TASKS TO PERFORM:
#1 In the entries, rewrite the lines from the line containing "Return the segmentation of every instance of the green" through the line containing "M 0 116 L 5", substituting "leaves" for "foliage" and keeping everything else the same. Leave the pictures out of your answer.
#2 Resume the NewsForge interview about BitKeeper with a continuation that starts after its last sentence.

TEXT PROVIDED:
• • • •
|
NewsForge Interview with BitMover CEO Larry McVoy
|
|
Original Articles On NewsForge
BitKeeper after the storm - Part 1 By Joe Barr
BitKeeper after the storm - Part 2 By Joe Barr
Bitkeeper after the storm - Part 1
Tuesday May 11, 2004 (12:00 PM GMT)
Topics: Linux
,
, Software
, Operating Systems
By: Joe Barr
It has been a couple of years since the Linux kernel mailing list
was debating the issues of Linus Torvalds' scalability and the use
of a proprietary source management tool called Bitkeeper to handle
kernel patches. Now that the dust has settled, and intrigued by a press release
from Bitkeeper author Larry McVoy that claimed impressive productivity
gains for Linus Torvalds and other kernel hackers using Bitkeeper,
NewsForge decided it was time to talk with McVoy on the current state
of affairs between the free software hackers and his proprietary code.
This is part one of that interview; part two will appear tomorrow.
NF:
It has been about a month since the press release with the startling
news that BitKeeper more than doubled Linus Torvalds' productivity.
What was the reaction to the news by other kernel hackers?
McVoy: It wasn't really news to the senior developers. They already knew.
Here's how that announcement came about. I asked someone we were
considering hiring why he wanted to come work for us. His response was,
"I hang out on the kernel list and it is obvious that Linus is ten times
more effective since he switched to BitKeeper." That sounded pretty nice,
but I didn't believe it. I knew things were better, but ten times better?
That sounded a little too good to be true.
I know some of the senior kernel people personally so I started asking
around. I spoke with Dave Miller, Jeff Garzik, Greg Kroah-Hartman,
Andrew Morton, and Linus about this. Dave was the first person I spoke
with and he said that he thought that 10x wasn't at all unlikely, and
it was certainly 8x. Interesting. So I talked to Jeff and
his comment was, "Oh, man, it's so much better, it has to be 10x."
Greg had a fairly similar reaction. I was having lunch with Linus,
Andrew and Ted T'so to talk about digital signatures for the kernel (those
are implemented now, by the way) and I brought this up as a question.
Andrew thought that anything would have been an improvement over what
Linus was doing before and he agreed that BitKeeper was a lot better
than CVS. But his take was that just a move to CVS would have been an
improvement. Linus disagreed. Linus was adamant that if he had moved
to CVS it would have slowed him down. So in Linus's mind, whatever
improvement had happened was due to BitKeeper.
Greg has written a paper about the rate of change since the switch to
BitKeeper. He has a lot to say about how BitKeeper has helped -- you
might ping him for details. Some of the things I remember are:
- It's a lot easier to track what Linus is doing because you can see
his tree long before an initial release. Linus pushes close to daily to linus.bkbits.net.
- Independent development works much better. You can just use BK to
do the merges and track what is in Linus's tree.
- It's trivial to see if Linus has merged your changes.
- The whole system is asynchronous; you can do work while someone else does work and BK will merge it for you when you sync up.
The senior developers were well aware that things are better. The 2x
announcement wasn't news at all. From their point of view, the 2x claim
is an understatement because for them the improvement is bigger than that.
But any claim is likely to be challenged, so what we did to arrive at that
number was to simply measure the amount of change over the two-year period
in BitKeeper and contrast that with the two-year period before BitKeeper.
• • • •
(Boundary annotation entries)

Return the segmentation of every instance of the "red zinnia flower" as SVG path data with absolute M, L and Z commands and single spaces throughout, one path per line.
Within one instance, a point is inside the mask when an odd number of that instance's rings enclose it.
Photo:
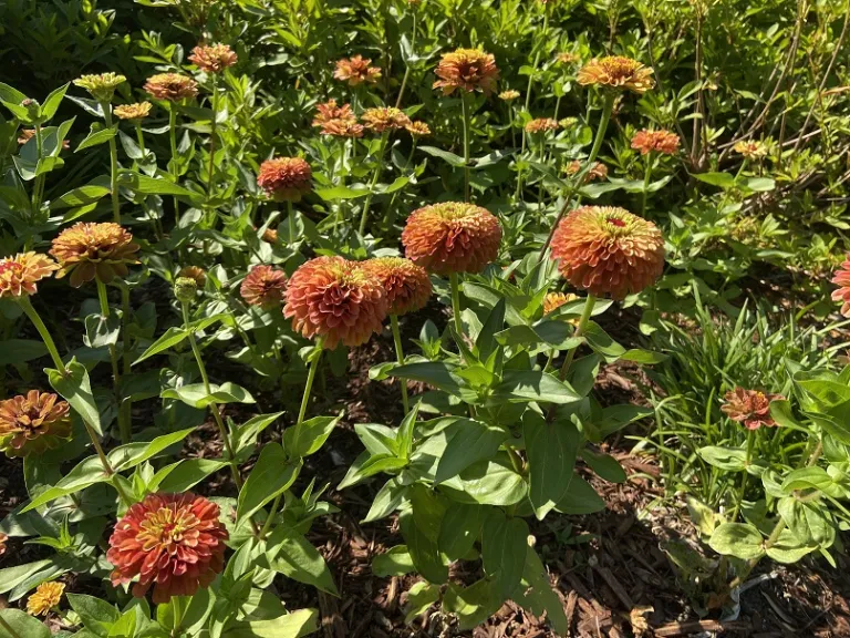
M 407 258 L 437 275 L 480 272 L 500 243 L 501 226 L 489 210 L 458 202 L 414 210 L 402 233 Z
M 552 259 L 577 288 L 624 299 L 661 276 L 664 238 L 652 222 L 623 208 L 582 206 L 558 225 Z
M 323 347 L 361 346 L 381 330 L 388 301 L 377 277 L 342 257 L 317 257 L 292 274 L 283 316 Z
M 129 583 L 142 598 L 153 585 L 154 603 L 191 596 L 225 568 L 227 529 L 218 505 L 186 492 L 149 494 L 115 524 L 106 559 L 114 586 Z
• • • •
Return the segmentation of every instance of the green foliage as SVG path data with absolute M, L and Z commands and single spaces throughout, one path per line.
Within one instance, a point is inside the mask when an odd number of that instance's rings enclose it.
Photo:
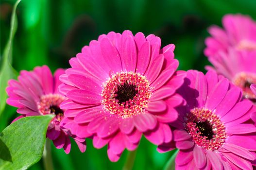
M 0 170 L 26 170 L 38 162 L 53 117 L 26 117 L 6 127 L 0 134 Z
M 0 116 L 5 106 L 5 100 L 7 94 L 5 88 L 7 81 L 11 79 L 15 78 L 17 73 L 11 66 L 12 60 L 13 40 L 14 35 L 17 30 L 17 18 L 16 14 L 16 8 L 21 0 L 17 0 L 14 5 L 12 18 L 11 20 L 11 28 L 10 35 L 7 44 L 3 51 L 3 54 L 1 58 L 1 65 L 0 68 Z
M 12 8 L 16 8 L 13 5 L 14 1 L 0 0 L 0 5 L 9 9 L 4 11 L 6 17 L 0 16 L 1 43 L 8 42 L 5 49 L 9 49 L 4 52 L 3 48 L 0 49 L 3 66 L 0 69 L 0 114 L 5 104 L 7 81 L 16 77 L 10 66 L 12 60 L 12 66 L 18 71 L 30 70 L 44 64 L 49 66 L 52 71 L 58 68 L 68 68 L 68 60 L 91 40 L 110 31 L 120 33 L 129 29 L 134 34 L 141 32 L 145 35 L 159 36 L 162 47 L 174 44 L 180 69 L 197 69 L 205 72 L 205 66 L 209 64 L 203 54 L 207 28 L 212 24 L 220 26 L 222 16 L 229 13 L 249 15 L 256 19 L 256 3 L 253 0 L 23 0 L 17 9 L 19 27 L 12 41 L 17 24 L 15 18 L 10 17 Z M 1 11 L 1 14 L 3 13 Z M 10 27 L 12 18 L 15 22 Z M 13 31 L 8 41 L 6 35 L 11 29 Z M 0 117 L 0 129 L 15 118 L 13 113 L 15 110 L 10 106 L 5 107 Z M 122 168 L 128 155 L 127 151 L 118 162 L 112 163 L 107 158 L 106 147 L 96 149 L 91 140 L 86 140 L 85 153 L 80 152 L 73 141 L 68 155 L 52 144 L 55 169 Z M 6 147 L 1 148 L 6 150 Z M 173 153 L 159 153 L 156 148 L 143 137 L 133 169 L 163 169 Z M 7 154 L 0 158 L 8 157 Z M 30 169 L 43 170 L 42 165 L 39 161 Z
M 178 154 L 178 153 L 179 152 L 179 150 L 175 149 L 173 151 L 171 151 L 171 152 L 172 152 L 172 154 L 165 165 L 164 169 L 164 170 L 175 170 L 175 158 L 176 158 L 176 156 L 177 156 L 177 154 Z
• • • •
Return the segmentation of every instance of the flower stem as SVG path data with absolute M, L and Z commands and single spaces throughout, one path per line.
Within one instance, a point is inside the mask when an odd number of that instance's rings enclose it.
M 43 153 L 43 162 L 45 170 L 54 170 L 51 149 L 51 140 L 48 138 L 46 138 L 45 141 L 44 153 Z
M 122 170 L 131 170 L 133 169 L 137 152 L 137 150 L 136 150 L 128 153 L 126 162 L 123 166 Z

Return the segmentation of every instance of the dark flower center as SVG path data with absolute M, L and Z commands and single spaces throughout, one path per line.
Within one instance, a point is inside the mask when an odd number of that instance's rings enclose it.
• • • •
ANSWERS IN ORDER:
#1
Return the segmentation of every instance of the green leaves as SVG path data with absolute M, L and Z commands and single spaces throughout, one path per line.
Within one instance, a point is inside the mask when an odd number of that instance's rings enclose it.
Photo:
M 0 170 L 26 170 L 38 162 L 53 117 L 26 117 L 6 127 L 0 134 Z
M 0 116 L 5 106 L 5 100 L 7 94 L 5 88 L 7 81 L 11 79 L 15 78 L 17 73 L 11 66 L 12 60 L 13 40 L 14 35 L 17 30 L 17 18 L 16 14 L 16 8 L 21 0 L 17 0 L 14 5 L 12 18 L 11 20 L 11 28 L 10 35 L 7 44 L 3 51 L 3 54 L 1 58 L 1 65 L 0 68 Z

#2
It worked out to about 2.5x more change. The metric I'd love to have
is the number of patches integrated. We're all in agreement that it is
far more than 2.5x more than it was before. Linus is processing around
50 patches a day, 365 days a year. That's an amazingly high number.
Nobody in the software industry has ever processed that much change to
my knowledge and I have worked at SCO, Sun, SGI, and Google as well as
a few smaller companies.
Before we made the productivity announcement we talked it over with Linus.
It was Greg who suggested the idea of measuring the diffs as a way of
getting a quantitative handle on the problem. I showed the numbers to
Linus and asked him if he agreed and he did. So that's how it happened.
NF: What is the level of acceptance for BitKeeper now as opposed to when
Torvalds first announced he was going to use it?
McVoy: Most people use it so the acceptance level seems high. There was concern
at the beginning that maybe we were trying to exploit the kernel team
somehow. Our position has always been that we were and are sincere
in our desire to help the community. Nobody believes in a free lunch,
so many people try to figure out "what's the catch?" The more vocal
we were regarding our sincerity, the more suspicious people became.
That's human nature and there isn't much we can do about it other than
continue to demonstrate that we will do the right thing. I used to
work at Google and their "do no evil" motto is something that I took
away from them. It's a good way to run a business, but it makes people
wonder a bit. People expect corporations to be "evil," but not all of
the corporations are evil. Google is a very visible company trying to
do the right thing; we're a far less visible company but we are also
trying to do the right thing. It is possible to do the right thing and
make money and maybe Google's example will inspire other companies to
follow suit.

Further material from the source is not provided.